Exercise objective>
In full and without deviation, write out the entries that follow.
⟨
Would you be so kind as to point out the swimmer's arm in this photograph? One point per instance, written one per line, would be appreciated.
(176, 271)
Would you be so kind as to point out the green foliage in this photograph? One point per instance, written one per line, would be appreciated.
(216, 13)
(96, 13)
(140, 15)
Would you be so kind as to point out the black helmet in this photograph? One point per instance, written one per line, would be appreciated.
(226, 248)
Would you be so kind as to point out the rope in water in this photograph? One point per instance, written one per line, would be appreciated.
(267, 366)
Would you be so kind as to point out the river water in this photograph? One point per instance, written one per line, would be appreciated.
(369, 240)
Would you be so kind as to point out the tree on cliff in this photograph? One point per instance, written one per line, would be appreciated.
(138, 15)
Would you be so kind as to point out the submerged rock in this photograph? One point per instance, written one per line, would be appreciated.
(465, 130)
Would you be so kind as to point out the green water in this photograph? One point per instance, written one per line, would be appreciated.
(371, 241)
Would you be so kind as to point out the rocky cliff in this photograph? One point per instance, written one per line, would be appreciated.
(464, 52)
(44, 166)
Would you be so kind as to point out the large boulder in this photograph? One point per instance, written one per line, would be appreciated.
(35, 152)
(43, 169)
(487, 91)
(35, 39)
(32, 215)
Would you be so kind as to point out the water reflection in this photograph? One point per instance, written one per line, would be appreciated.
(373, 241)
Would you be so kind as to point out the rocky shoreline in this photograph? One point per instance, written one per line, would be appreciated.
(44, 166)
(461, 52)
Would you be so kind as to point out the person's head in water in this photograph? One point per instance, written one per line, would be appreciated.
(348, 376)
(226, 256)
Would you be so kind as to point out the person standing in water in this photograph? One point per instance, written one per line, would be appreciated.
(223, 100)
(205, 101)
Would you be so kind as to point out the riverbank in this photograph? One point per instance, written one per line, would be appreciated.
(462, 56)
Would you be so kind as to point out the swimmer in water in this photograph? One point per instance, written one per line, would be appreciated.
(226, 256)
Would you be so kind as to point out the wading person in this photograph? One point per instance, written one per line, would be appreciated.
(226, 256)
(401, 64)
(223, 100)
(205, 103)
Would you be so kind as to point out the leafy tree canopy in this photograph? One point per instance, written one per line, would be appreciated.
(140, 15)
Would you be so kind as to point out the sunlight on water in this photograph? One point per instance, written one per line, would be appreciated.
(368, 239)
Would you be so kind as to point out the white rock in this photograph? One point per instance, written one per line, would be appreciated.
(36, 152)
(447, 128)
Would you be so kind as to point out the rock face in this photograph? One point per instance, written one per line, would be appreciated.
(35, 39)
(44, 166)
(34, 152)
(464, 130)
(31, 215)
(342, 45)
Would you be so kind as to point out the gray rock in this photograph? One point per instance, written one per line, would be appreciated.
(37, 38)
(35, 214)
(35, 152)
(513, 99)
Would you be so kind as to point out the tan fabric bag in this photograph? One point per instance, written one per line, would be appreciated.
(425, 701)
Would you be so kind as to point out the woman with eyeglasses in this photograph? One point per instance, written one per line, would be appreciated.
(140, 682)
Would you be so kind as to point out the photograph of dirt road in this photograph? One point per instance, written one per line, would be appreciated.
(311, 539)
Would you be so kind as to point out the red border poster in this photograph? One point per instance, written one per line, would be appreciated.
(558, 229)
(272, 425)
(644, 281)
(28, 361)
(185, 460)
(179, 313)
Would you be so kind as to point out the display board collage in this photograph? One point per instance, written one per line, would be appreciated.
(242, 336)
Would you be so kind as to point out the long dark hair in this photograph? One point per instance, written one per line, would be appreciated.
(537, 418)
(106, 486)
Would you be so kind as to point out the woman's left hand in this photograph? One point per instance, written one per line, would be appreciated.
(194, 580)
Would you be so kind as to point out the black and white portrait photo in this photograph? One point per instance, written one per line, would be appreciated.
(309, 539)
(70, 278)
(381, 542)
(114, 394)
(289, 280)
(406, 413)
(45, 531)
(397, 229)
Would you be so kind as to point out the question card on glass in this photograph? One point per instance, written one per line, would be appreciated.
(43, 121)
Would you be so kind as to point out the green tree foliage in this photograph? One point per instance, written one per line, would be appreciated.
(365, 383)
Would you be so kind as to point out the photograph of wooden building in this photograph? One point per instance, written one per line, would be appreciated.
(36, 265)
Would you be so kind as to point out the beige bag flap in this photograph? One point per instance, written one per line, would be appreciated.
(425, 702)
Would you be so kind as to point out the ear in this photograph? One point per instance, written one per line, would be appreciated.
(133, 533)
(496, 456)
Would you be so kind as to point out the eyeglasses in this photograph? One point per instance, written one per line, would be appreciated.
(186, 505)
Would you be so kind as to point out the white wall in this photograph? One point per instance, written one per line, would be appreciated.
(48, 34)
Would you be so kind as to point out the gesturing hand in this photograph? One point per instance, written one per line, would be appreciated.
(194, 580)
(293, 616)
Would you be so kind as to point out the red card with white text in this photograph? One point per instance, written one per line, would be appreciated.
⟩
Task output>
Would you be so kind as to point out the swimmer's arm in this photograph? One point per instance, written one per line, would be appreciated.
(176, 271)
Would you be so kind as to point out the green foliage in this photograph? One point per instance, written one per line, would be appreciated.
(216, 13)
(96, 13)
(140, 15)
Would you be so kind as to point out the black helmet in this photograph? One point per instance, written one per line, would be appreciated.
(226, 248)
Would you be so kind as to point out the rope in water in this photograph? One point per instance, written one per line, would be appreciated.
(267, 366)
Would you be so kind as to point out the river water in this photograph? One point per instance, written one per line, would be appreciated.
(369, 240)
Would you be so kind as to point out the tree on cliff in this photograph? One point per instance, written one per line, would be appreciated.
(138, 15)
Would you be so kind as to point out the submerged rock in this photograph? One point per instance, written one per line, would be appreciated.
(465, 130)
Would you be so kind as to point out the green water in this photograph? One point per instance, written one per line, would be appreciated.
(371, 241)
Would you be so kind as to point out the rocky cliff in this photograph? One point per instance, written one per line, would be appreciated.
(464, 52)
(44, 166)
Would you be so kind as to point out the large boulder in this photograph? One point per instance, written one per line, would be appreciated.
(35, 152)
(43, 169)
(487, 91)
(35, 39)
(32, 215)
Would you be so kind as to point out the water reflection in this photograph? One point per instance, written one per line, would be appreciated.
(373, 241)
Would you be so kind as to point out the rocky shoreline in this photograph? One point per instance, written one per line, would be appreciated.
(44, 166)
(461, 52)
Would you be so kind as to point out the person's head in water in this photograph? One point per instance, written one per line, would be appreciated.
(348, 376)
(226, 256)
Would you be so kind as to point out the person standing in water in this photograph? One point per instance, written one per line, would be appreciated.
(223, 100)
(205, 101)
Would you be so kind as to point out the riverbank in this photograph? One point per instance, written one per line, would be appreciated.
(462, 56)
Would you be so kind as to point out the swimmer in water in this photograph? One point per instance, written one per line, would be appreciated.
(226, 256)
Would you be so kind as to point out the wading person in this photograph? One point per instance, written one per line, would be appreciated.
(226, 256)
(401, 64)
(223, 100)
(205, 103)
Would you be so kind as to point out the leafy tree canopy in this photograph? One point per instance, written one per line, would be appreciated.
(140, 15)
Would you be so kind as to point out the sunlight on water in this photograph? One point per instance, written one per line, would be appreciated.
(368, 239)
Would you be so kind as to point out the white rock in this photograph? One point per instance, written one per line, would be appreciated.
(36, 152)
(447, 128)
Would you be so kind as to point out the rock face in this photograph? One point per instance, written one per line, would be appreciated.
(35, 39)
(44, 166)
(34, 152)
(464, 130)
(31, 215)
(342, 45)
Would you be so kind as to point out the gray rock in this photograph? One point per instance, written one per line, would be appreciated.
(37, 38)
(35, 214)
(35, 152)
(513, 99)
Would you be so kind as to point out the tan fabric bag in this photograph? One point per instance, written one per line, would be appreciated.
(425, 701)
Would you be so kind as to point out the woman with eyeglasses in this photograph? One point per instance, written one per line, would be appreciated.
(140, 682)
Would you be so kind as to point out the photograph of dirt road in this photograph? One point per instance, written one per line, would be appreciated.
(311, 539)
Would you be so kind as to point out the red border poster in this photograph? One point per instance, written one per line, would be appreciated.
(558, 229)
(272, 425)
(644, 281)
(28, 361)
(185, 460)
(179, 313)
Would you be so kind as to point out the display board collage in this photograph? One point per instance, written one per line, would be appreciated.
(242, 336)
Would you be so kind as to point out the long dark hair in this photograph? One point per instance, written one per line, would be appreciated.
(537, 418)
(106, 486)
Would you be so kind as to point out the woman's left hand in this photograph? One point per instance, written one per line, would be appreciated.
(194, 580)
Would you be so kind as to point out the black and white portrait photo in this photograph? One point per instance, written one per line, would be appreciated.
(309, 539)
(70, 278)
(381, 542)
(114, 394)
(289, 280)
(406, 413)
(45, 531)
(397, 229)
Would you be so kind as to point out the question card on glass in this photograph? One point per instance, written one per line, would be appreciated.
(43, 121)
Would you be so kind as to point out the green tree foliage in this photograph? One point per instance, written one per line, would be appreciated.
(365, 383)
Would you be so kind as to point out the photograph of wooden building in this photograph? One point per instance, written one per line, would be appreciated.
(36, 265)
Would you be so kind as to point out the beige bag flap in this photograph? One point per instance, written one per line, would be appreciated.
(425, 702)
Would you be so kind as to point out the ear in this photograph? One point per instance, written one per line, would be appreciated.
(133, 533)
(496, 456)
Would you be so kind as to point out the eyeglasses in this photograph? One point per instance, written one per line, would be appreciated.
(186, 505)
Would you be so kind as to point out the white wall in this photograph? One point per instance, written one per line, would be appreciated.
(48, 34)
Would you be so kind as to point out the gesturing hand in this photograph? One point per instance, written one per line, would be appreciated.
(194, 580)
(293, 616)
Would you be so kind as to point out the red card with white text in this photograph? One point per instance, written one per line, would be appreciated.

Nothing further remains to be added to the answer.